* **Required work**:
**a)** According to the LangChain issue thread below, in which file is json.loads called on the arguments?
**b)** Translate into Spanish the following sentence from the LangChain issue thread below: "Some users suggested passing the names of CSV files directly instead of a list of filenames, which seemed to work for some queries but not others."
**c)** Write a continuation of the LangChain issue thread below, beginning after its final sentence.

I hope it will be fixed soon.
@elokus I made the suggested changes in my fork but am still running into the same error. were there any additional changes that needed to be made? thanks!
Found the issue -- the arguments
contains special characters (newlines \n
), and they are not being escaped before it is passed into json.loads
in langchain/agents/openai_functions_agent/base.py
, hence the reason why it works sometimes (e.g., when the LLM generates an action that doesn't contain newlines)
to fix this, you need to json.dumps(functions["arguments"])
before loading it in json.loads
in langchain/agents/openai_functions_agent/base.py
@elokus I made the suggested changes in my fork but am still running into the same error. were there any additional changes that needed to be made? thanks!
It works! Thank you.
Hi, @yockgen! I'm Dosu, and I'm helping the LangChain team manage their backlog. I wanted to let you know that we are marking this issue as stale.
Based on my understanding of the current state of the issue, there was a bug in the csv agent that caused all queries to fail with a JSON error. Some users suggested passing the names of CSV files directly instead of a list of filenames, which seemed to work for some queries but not others. There were also mentions of similar problems with different agent types. However, it appears that the issue has been resolved by adding an args schema to the PythonAstREPLTool and escaping special characters in the arguments.

* **Extracted material**:

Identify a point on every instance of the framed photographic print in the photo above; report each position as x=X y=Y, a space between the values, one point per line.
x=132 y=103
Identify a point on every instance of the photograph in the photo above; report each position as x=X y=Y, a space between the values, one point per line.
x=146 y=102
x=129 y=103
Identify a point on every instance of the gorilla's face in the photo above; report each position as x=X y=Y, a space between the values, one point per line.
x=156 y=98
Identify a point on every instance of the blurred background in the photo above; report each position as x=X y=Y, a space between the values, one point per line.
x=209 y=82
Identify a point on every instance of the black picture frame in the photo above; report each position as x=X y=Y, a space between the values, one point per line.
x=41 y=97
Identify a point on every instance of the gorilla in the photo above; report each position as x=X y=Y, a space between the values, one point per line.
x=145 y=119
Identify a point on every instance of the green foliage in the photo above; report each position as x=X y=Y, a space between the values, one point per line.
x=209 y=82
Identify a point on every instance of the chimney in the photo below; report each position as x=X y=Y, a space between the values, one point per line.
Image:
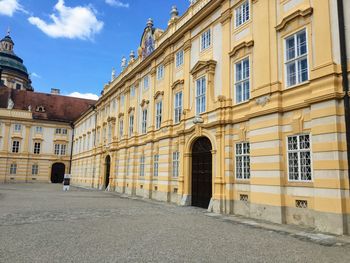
x=55 y=91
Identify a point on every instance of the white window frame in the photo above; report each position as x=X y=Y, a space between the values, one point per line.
x=159 y=109
x=296 y=59
x=16 y=146
x=179 y=58
x=240 y=11
x=156 y=165
x=178 y=107
x=144 y=121
x=37 y=147
x=201 y=95
x=242 y=173
x=239 y=83
x=35 y=169
x=205 y=40
x=142 y=166
x=160 y=72
x=176 y=164
x=13 y=168
x=299 y=151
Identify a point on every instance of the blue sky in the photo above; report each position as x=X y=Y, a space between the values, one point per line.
x=73 y=45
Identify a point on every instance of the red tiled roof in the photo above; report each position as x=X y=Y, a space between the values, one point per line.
x=56 y=107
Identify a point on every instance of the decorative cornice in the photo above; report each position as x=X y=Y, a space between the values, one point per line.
x=208 y=66
x=178 y=82
x=244 y=44
x=158 y=93
x=298 y=13
x=143 y=102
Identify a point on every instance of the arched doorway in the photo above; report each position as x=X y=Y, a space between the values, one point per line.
x=107 y=170
x=57 y=173
x=201 y=172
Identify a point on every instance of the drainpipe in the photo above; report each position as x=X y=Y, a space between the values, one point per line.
x=71 y=148
x=344 y=66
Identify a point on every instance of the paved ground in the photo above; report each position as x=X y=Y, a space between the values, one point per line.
x=40 y=223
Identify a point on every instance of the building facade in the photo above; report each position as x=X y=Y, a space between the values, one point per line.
x=238 y=107
x=36 y=135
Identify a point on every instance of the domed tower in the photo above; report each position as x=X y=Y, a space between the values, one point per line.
x=13 y=73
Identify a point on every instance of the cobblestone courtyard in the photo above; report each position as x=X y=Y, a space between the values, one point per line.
x=40 y=223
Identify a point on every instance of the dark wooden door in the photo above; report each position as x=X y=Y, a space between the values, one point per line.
x=201 y=173
x=108 y=168
x=57 y=173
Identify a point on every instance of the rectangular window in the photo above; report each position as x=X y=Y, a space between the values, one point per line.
x=205 y=40
x=38 y=129
x=242 y=80
x=13 y=168
x=299 y=158
x=200 y=95
x=142 y=165
x=159 y=114
x=243 y=160
x=178 y=107
x=35 y=169
x=37 y=147
x=160 y=72
x=18 y=127
x=146 y=82
x=242 y=13
x=131 y=124
x=179 y=58
x=155 y=165
x=176 y=162
x=121 y=128
x=296 y=59
x=15 y=146
x=144 y=121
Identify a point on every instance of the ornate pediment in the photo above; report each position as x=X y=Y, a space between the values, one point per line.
x=206 y=66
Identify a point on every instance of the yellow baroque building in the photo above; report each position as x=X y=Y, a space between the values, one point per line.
x=238 y=107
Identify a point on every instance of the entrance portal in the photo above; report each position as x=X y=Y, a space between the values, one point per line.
x=201 y=172
x=107 y=171
x=57 y=173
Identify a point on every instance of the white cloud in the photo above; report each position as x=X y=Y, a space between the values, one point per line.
x=89 y=96
x=117 y=3
x=9 y=7
x=70 y=22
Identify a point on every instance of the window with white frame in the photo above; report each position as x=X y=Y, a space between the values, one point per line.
x=132 y=91
x=242 y=80
x=160 y=72
x=144 y=121
x=155 y=165
x=37 y=147
x=131 y=124
x=35 y=169
x=201 y=95
x=121 y=128
x=176 y=162
x=179 y=61
x=178 y=107
x=142 y=165
x=146 y=82
x=15 y=146
x=159 y=114
x=299 y=158
x=205 y=40
x=296 y=60
x=243 y=160
x=17 y=127
x=38 y=129
x=13 y=168
x=242 y=13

* **Results for the exercise**:
**a)** langchain/agents/openai_functions_agent/base.py

**b)** Algunos usuarios sugirieron pasar directamente los nombres de los archivos CSV en lugar de una lista de nombres de archivo, lo cual pareció funcionar para algunas consultas pero no para otras.

**c)**
Before we close this issue, we wanted to check with you if it is still relevant to the latest version of the LangChain repository. If it is, please let us know by commenting on the issue. Otherwise, feel free to close the issue yourself, or it will be automatically closed in 7 days.
Thank you for your understanding and contribution to the LangChain project!
Which version of langchain did you use?
@baskaryan Could you please help @Siddharth-1698 with this issue? They are asking which version of LangChain they should use. Thank you!
Hi, @yockgen,
I'm helping the LangChain team manage their backlog and am marking this issue as stale. From what I understand, the issue you reported involved a bug in the csv agent of Langchain, causing all queries to fail with a JSON error. It seems that the problem was resolved by escaping special characters in the arguments. The LangChain team is considering closing the issue, pending confirmation from you.
Could you please confirm if this issue is still relevant to the latest version of the LangChain repository? If it is, please let the LangChain team know by commenting on the issue. Otherwise, feel free to close the issue yourself, or it will be automatically closed in 7 days.
Thank you for your understanding and cooperation.